═══ The data
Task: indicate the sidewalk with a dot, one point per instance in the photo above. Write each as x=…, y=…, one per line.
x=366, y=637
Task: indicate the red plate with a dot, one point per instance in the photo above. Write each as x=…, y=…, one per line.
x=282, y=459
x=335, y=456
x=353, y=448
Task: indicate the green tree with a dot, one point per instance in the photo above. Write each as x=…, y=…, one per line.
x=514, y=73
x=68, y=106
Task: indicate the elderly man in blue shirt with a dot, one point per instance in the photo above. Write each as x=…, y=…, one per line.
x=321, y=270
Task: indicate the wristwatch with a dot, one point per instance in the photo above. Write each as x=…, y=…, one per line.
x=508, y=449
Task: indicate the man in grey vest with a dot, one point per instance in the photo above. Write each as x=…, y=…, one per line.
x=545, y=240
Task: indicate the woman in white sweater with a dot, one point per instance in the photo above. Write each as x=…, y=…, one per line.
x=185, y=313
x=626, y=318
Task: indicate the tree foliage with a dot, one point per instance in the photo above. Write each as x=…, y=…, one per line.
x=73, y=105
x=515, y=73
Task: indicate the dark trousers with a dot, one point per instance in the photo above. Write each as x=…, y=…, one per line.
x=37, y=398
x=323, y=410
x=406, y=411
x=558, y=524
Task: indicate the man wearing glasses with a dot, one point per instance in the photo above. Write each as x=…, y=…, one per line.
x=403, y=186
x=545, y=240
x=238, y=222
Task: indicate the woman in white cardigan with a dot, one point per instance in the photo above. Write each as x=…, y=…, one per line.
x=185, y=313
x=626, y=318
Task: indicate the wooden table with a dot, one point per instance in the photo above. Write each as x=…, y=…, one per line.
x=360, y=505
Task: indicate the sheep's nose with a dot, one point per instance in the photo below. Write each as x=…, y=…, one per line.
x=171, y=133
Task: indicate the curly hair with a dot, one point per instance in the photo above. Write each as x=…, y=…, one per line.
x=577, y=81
══════
Task requirements:
All lines from the one containing "Task: indicate the sheep's" through the final line of the records above are to be set down exactly, and no other line is to appear.

Exercise response:
Task: indicate the sheep's nose with a dot, one point per instance in the photo below. Write each as x=…, y=…, one per line.
x=171, y=133
Task: indicate the curly hair with a dot, one point per instance in the photo above. Write each as x=…, y=…, one per line.
x=577, y=81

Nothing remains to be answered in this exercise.